Our balance sheet will continue to improve as we grow our cash flow and EBITDAX. The potential sale of our Eagle Ford Shale assets, combined with growth in EBITDAX, should support our effort to refinance our secured debt this year.
For the rest of the call, we'll take questions from the analysts who follow the company. I would add, although we'd like to, we cannot discuss the Eagle Ford sales process in any more detail, but we'll inform our stakeholders when we have entered into a contract.
So with that, Crystal, we'll turn it over to you again.
Operator
(Operator Instructions) And our first question comes from Ron Mills from Johnson Rice & Company.
Ronald Eugene Mills - Analyst
First question would be on Caddo Parish. Obviously, your first 2 wells, they seem to be really strong, almost approaching productivity rates at the DeSoto Parish wells. Maybe for you, Dan, can you discuss how those wells came in versus expectations or especially results versus the -- what risk or outline what risk you may have expected as you move up north versus DeSoto Parish?
Daniel S. Harrison - VP of Operations
Yes. Well -- I mean, we're super excited about those wells. They definitely exceeded expectations. I'd say the biggest risk was just the unknown of having a lot of newer vintage wells completed that far north in the play. And I mean, there is obviously a significant number of -- or adequate number, I should say, of older vintage wells in the area that basically led us to believe this would be a good area. But you'll never know until you put one of these fracs on and see what you see get. I will say the wells were very strong. I mean, they're basically hanging in there with very little drop off since we've IP'd them.
Ronald Eugene Mills - Analyst
Okay. And as we look at the 2018 capital programs, out of curiosity, a little bit larger numbers of gross wells, a lower number of net wells in the Haynesville. Is there also some shift as you -- from North Louisiana to East Texas as you start to test the Harrison County position?
Roland O. Burns - President, CFO, Secretary & Director
Ron, this is Roland. There's really not a significant change in the main drivers of the budget. There are some non-operated projects that have firmed up since we reported the third quarter that are in that number but they're not. They're very small interests. So there's obviously -- as you get closer drilling the well, you'll refine the exact ownership you have. And then sometimes we may change the order of the projects kind of based on what fits the 2 dedicated frac crews and the 3 operated wells. But generally, I'd say there's very little change to the need and the budget that we presented earlier on this one, just refinements.
----
EXERCISE TASK 1
Report each line of the records below that contains the word "hair", copying every such line in full.
----
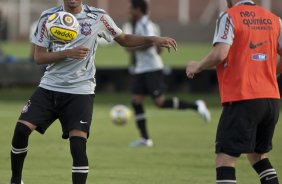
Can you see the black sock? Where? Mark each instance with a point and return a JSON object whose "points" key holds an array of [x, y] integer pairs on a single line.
{"points": [[266, 172], [225, 175], [140, 120], [80, 162], [19, 151], [178, 104]]}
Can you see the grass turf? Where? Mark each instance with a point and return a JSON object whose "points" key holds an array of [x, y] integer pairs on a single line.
{"points": [[115, 56], [183, 151]]}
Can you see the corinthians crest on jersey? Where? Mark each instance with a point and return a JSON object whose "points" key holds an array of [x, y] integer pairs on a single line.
{"points": [[85, 28]]}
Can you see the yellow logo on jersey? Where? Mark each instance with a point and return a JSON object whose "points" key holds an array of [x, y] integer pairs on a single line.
{"points": [[68, 20], [53, 17], [63, 34]]}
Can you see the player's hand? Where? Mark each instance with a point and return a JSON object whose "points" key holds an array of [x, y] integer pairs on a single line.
{"points": [[165, 42], [78, 52], [192, 68]]}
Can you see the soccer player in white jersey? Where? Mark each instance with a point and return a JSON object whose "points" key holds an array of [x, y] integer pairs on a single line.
{"points": [[66, 91], [147, 69]]}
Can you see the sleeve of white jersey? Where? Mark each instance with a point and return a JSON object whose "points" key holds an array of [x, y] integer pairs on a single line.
{"points": [[40, 37], [109, 30], [224, 32], [280, 37], [127, 28]]}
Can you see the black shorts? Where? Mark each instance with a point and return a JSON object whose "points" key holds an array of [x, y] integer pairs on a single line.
{"points": [[73, 110], [247, 127], [151, 83]]}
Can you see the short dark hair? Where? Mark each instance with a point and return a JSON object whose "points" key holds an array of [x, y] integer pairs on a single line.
{"points": [[141, 4]]}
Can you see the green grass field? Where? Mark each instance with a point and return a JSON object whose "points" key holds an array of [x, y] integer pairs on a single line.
{"points": [[183, 152], [115, 56]]}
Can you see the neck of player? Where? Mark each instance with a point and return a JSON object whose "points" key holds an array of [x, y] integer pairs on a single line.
{"points": [[73, 10]]}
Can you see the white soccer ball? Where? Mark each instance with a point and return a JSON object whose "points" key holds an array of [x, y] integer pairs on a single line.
{"points": [[62, 27], [120, 114]]}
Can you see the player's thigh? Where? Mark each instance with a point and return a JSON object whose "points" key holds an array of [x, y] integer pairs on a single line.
{"points": [[76, 113], [155, 83], [139, 85], [266, 128], [39, 110], [237, 128]]}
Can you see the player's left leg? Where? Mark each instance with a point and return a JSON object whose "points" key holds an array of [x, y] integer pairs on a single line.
{"points": [[263, 167], [225, 168], [80, 166], [264, 135]]}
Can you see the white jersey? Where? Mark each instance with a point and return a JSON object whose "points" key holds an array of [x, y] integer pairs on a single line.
{"points": [[72, 75], [145, 60], [224, 22]]}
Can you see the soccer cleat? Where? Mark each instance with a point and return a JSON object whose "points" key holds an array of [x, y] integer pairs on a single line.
{"points": [[203, 111], [142, 142]]}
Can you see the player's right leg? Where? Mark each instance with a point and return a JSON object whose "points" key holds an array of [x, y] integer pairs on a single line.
{"points": [[225, 169], [19, 149], [38, 113]]}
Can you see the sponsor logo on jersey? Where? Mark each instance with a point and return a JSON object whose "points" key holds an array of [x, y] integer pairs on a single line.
{"points": [[259, 57], [42, 31], [226, 28], [83, 122], [68, 20], [254, 46], [26, 107], [63, 34], [108, 26], [93, 16], [85, 28], [53, 17], [257, 23]]}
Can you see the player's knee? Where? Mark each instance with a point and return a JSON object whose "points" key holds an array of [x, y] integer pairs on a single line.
{"points": [[78, 148], [20, 138], [223, 159], [22, 130]]}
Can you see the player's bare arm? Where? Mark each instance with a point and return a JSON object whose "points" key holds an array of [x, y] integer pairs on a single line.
{"points": [[216, 56], [127, 40], [42, 56], [279, 64]]}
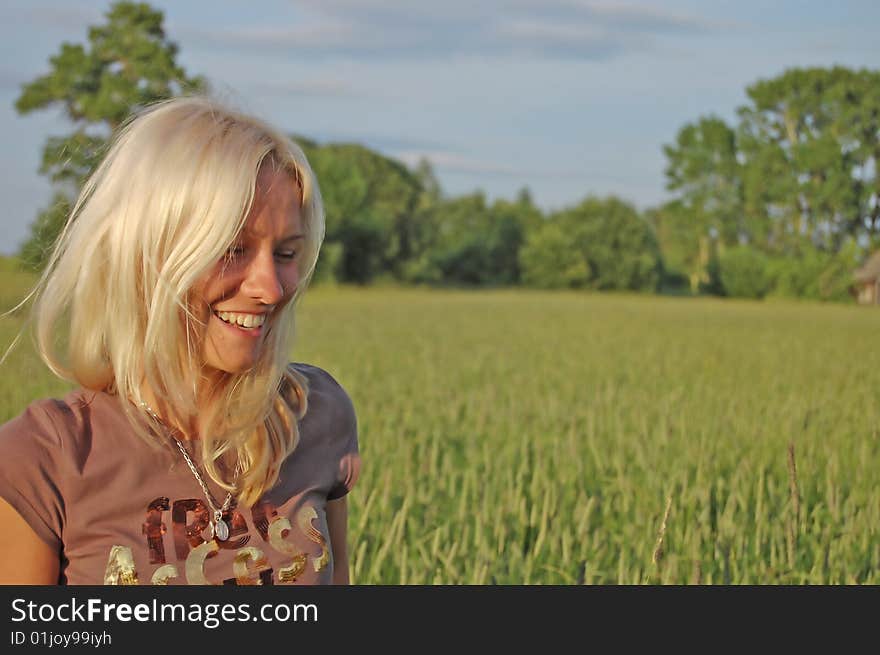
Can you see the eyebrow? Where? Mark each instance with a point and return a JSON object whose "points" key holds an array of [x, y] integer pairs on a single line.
{"points": [[289, 237]]}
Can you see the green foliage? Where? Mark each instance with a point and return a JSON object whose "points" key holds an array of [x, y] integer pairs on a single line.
{"points": [[475, 243], [128, 63], [814, 274], [809, 139], [550, 260], [370, 202], [797, 179], [602, 244], [743, 273], [45, 230]]}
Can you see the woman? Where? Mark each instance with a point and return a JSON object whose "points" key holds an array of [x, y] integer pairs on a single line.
{"points": [[192, 452]]}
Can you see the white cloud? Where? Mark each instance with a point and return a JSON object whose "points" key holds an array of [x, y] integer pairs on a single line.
{"points": [[381, 28]]}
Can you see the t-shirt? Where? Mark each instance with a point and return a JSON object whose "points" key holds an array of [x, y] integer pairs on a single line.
{"points": [[122, 512]]}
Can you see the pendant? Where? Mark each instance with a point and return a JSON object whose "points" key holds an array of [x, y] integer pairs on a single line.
{"points": [[220, 527], [221, 530]]}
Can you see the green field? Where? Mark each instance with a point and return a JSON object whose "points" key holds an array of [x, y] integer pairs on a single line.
{"points": [[525, 437]]}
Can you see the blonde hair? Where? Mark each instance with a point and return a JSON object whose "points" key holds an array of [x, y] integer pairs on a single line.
{"points": [[170, 197]]}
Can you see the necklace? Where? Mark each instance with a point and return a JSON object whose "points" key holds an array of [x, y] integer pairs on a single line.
{"points": [[219, 527]]}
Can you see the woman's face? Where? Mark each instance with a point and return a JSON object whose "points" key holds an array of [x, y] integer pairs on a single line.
{"points": [[259, 273]]}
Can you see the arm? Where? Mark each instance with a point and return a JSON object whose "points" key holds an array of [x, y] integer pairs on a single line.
{"points": [[337, 524], [25, 559]]}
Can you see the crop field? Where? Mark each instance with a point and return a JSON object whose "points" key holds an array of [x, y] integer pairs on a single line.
{"points": [[513, 437]]}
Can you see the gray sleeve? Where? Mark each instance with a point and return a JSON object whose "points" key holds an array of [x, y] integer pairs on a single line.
{"points": [[30, 479]]}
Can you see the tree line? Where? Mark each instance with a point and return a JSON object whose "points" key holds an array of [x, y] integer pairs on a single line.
{"points": [[785, 202]]}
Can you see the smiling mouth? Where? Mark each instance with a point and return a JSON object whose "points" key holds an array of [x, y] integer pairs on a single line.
{"points": [[246, 322]]}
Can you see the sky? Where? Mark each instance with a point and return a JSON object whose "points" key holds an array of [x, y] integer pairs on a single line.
{"points": [[567, 98]]}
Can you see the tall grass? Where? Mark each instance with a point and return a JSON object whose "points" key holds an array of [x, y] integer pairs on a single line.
{"points": [[523, 437]]}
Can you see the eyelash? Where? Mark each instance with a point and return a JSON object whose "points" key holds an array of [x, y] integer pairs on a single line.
{"points": [[231, 253]]}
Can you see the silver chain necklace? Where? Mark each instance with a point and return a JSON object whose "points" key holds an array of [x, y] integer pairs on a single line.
{"points": [[219, 527]]}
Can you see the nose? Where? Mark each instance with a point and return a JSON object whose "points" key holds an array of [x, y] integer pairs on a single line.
{"points": [[262, 281]]}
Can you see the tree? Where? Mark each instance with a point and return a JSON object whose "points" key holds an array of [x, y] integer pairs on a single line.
{"points": [[707, 215], [601, 244], [127, 64], [810, 142], [370, 202]]}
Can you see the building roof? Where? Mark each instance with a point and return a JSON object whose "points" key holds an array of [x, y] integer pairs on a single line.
{"points": [[871, 269]]}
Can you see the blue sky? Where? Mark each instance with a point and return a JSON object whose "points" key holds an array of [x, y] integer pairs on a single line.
{"points": [[565, 97]]}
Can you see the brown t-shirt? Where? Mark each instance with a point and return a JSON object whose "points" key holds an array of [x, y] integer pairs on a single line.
{"points": [[121, 512]]}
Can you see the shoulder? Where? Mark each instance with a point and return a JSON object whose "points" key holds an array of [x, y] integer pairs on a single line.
{"points": [[54, 424], [48, 421], [324, 392]]}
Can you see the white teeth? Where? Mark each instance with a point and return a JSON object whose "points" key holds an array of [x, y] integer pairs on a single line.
{"points": [[244, 320]]}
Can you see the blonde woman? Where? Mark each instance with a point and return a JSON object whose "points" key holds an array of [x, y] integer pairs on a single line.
{"points": [[192, 451]]}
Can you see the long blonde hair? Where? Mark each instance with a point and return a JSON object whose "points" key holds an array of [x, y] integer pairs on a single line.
{"points": [[169, 198]]}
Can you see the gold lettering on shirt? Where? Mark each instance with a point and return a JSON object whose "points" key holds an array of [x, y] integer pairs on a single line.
{"points": [[188, 535], [120, 567], [195, 562], [249, 563], [163, 574], [304, 519], [154, 529], [289, 574]]}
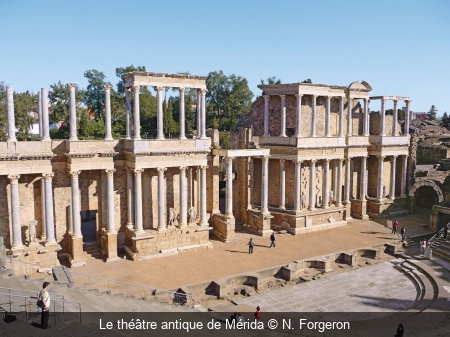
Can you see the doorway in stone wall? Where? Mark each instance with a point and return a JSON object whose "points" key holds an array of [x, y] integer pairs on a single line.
{"points": [[89, 226]]}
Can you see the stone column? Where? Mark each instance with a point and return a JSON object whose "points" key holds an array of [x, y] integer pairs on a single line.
{"points": [[404, 175], [313, 115], [76, 218], [341, 117], [138, 226], [49, 219], [111, 228], [108, 134], [11, 120], [282, 185], [203, 113], [137, 116], [297, 185], [130, 202], [327, 116], [283, 116], [203, 221], [326, 184], [15, 212], [182, 114], [266, 116], [380, 177], [162, 225], [339, 184], [159, 113], [394, 126], [348, 163], [45, 121], [229, 191], [72, 112], [312, 185], [363, 182], [298, 124], [265, 184], [183, 198], [128, 112], [392, 183], [349, 117], [383, 117]]}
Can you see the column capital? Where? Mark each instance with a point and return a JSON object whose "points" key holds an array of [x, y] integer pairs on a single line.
{"points": [[48, 176], [74, 174], [110, 172], [14, 178]]}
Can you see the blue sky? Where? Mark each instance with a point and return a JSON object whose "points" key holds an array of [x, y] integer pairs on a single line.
{"points": [[399, 47]]}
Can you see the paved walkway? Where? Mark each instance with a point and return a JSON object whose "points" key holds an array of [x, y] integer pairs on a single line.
{"points": [[379, 288]]}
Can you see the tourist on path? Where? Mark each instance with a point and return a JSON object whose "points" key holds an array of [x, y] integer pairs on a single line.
{"points": [[394, 227], [272, 240], [45, 298], [251, 244]]}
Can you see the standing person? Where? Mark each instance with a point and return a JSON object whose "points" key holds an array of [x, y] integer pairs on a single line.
{"points": [[394, 227], [403, 232], [251, 244], [272, 240], [45, 298]]}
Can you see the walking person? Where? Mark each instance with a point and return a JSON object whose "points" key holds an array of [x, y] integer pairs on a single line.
{"points": [[45, 298], [251, 244], [272, 241]]}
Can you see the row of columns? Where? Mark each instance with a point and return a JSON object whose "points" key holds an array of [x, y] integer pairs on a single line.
{"points": [[201, 113], [135, 219]]}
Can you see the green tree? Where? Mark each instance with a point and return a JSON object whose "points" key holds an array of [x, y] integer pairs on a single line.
{"points": [[431, 115]]}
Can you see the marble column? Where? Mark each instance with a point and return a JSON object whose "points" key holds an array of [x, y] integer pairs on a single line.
{"points": [[128, 112], [383, 117], [266, 115], [363, 181], [49, 218], [203, 113], [394, 127], [203, 221], [76, 204], [72, 112], [45, 121], [298, 124], [110, 227], [282, 204], [229, 190], [265, 184], [182, 115], [283, 116], [183, 198], [138, 226], [137, 116], [15, 212], [326, 184], [349, 117], [10, 116], [297, 185], [313, 115], [341, 117], [162, 225], [380, 177], [108, 134], [130, 202], [327, 116], [404, 175], [339, 184], [392, 183]]}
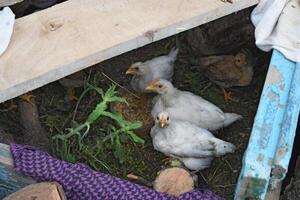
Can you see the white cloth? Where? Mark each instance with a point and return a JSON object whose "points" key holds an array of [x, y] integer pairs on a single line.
{"points": [[7, 20], [277, 25]]}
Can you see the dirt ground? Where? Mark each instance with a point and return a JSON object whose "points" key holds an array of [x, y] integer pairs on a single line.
{"points": [[55, 113]]}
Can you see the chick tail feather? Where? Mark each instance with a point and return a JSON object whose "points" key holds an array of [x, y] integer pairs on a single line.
{"points": [[222, 147], [173, 54], [230, 118]]}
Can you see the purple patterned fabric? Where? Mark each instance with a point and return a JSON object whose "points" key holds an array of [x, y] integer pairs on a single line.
{"points": [[81, 182]]}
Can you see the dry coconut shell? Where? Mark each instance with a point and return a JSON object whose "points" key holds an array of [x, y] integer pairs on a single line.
{"points": [[138, 109], [174, 181], [39, 191]]}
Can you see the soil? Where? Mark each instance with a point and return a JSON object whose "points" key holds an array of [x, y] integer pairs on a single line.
{"points": [[55, 113]]}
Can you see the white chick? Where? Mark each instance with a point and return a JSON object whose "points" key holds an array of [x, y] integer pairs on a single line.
{"points": [[145, 72], [186, 106], [192, 145]]}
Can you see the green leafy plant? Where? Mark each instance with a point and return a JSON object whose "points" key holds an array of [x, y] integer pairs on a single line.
{"points": [[71, 145]]}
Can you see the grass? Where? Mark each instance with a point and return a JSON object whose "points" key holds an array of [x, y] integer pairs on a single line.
{"points": [[75, 144]]}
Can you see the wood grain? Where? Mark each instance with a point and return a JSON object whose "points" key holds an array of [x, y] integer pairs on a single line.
{"points": [[73, 35]]}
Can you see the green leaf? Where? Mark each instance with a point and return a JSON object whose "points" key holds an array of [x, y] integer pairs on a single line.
{"points": [[135, 125], [136, 138], [119, 152]]}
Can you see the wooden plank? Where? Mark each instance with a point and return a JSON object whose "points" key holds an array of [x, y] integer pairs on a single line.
{"points": [[73, 35], [4, 3], [10, 180]]}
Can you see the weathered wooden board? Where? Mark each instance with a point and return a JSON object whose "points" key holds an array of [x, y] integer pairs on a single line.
{"points": [[73, 35], [9, 2], [10, 180]]}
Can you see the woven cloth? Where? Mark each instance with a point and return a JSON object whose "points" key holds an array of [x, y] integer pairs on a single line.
{"points": [[81, 182]]}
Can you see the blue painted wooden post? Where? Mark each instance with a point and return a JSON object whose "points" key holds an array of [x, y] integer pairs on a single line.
{"points": [[266, 132], [288, 131]]}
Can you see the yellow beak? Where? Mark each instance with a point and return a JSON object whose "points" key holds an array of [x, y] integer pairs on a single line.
{"points": [[162, 123], [131, 71], [151, 88]]}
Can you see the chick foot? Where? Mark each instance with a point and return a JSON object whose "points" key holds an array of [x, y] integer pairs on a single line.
----
EXERCISE TASK 2
Write the next part of the earnings call transcript above, starting right after its final sentence.

REPLY 1
Can you see the short dark hair? Where? Mark each instance with a point and return a JSON object whose "points" key holds an array of [x, y] integer pairs on a single line.
Can you see the blonde hair? Where? Mark each instance with a point and return a JSON object whose "points" key holds an array of [x, y] integer pairs on a single line.
Can you see the long blonde hair? Where? Mark each instance with a point and return a JSON object whose "points" key holds an array of [x, y] integer pairs on a single line.

REPLY 2
Ronald Eugene Mills - Analyst
And then last one, operationally. Just on the Bossier. Obviously, that -- the Blackstone well looks a lot like the Jordan well. When you think about the development mode, how does -- how do you think the Bossier fits in with the Haynesville? It looks like the -- a little bit lower IP rates but flatter decline. Is that a correct representation? And what did the relative economics look between the Bossier and the Haynesville?
Miles Jay Allison - Chairman of the Board & CEO
Yes. The Bossier looks -- the Bossier does look just the same as the Jordan well we did in 2015. I will say, operationally, those wells -- or -- I mean, just with the 2 that we've completed historically, they're a little bit tougher to complete and tougher to frac. Slightly more expensive to do that, to pump, usually. So a little bit more gels to get all the sand put away. But they do have that flatter production profile, which we're really happy to see. And I'd say, just if you stack one versus the other, obviously, with -- the Haynesville is the better rock between the 2. But long term, we feel the Bossier's going to be a -- will be a big, big value add for the company.
Operator
And our next question comes from Mike Kelly from Seaport Global.
Michael Dugan Kelly - MD and Head of Exploration & Production Research
Great to hear the expectations haven't changed as it pertains to the balance sheet initiatives. Just got two questions on this. You may combine both of these, but we'll try anyways. So one would be the $200 million to $300 million range for the Eagle Ford. I just want to hear if that's a good number. And then two, yes, just hearing your confidence that everything really should fall into place post the Eagle Ford sale makes me think that you've got a framework really kind of teed up for how the revolver in a high-yield offering would look. I wonder if that's a fair comment by me. And then just any more color on that front.
Roland O. Burns - President, CFO, Secretary & Director
Sure, Mike. This is Roland. Yes. I think that's -- I think you summarized it well. We think we're on course and -- to complete the kind of the refinancing kind of as you described. I think on the -- that, we obviously can't get into the asset sale. There's still uncertainty over the final sales price, but we're working with several companies to find the very best deal for us. And hopefully, that will complete soon because it's a little bit of a gating item. It seems like to file off the others. The range. I mean, we would probably steer you toward the lower end of the range, but we still think the range is good just based on market feedback at this point. And that's probably the most in-depth we can go in. But we're -- we'd hope that we report back sooner rather than later on a more complete answer to your question.
Miles Jay Allison - Chairman of the Board & CEO
Yes. And Mike, I would add to that. Remember, it's the sum of the parts. It is the Eagle Ford sale, the new credit facility, the new bonds and some equity. It's a sum of that to get our leverage down and to create wealth on a per-share basis for our stakeholders.
Michael Dugan Kelly - MD and Head of Exploration & Production Research
Yes. I appreciate that, and it's great to hear that range is still in place. So good. And then operationally, switching gears here. The Caddo Parish -- I'm sorry, the Bogle well results, I want to go there. You mentioned that operationally there are some constraints here, maybe some more water. Could you just give a little bit more color on these wells and if you expect them to ultimately turn up and look like type curve or better type wells?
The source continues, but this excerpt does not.